:: Entries supplied ::
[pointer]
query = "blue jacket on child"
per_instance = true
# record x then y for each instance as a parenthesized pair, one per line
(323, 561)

:: Task instructions ::
Transcribe all entries word for word.

:: Solution ::
[pointer]
query = "blue jacket on child"
per_instance = true
# record x then y for each instance as a parenthesized pair, one per line
(323, 561)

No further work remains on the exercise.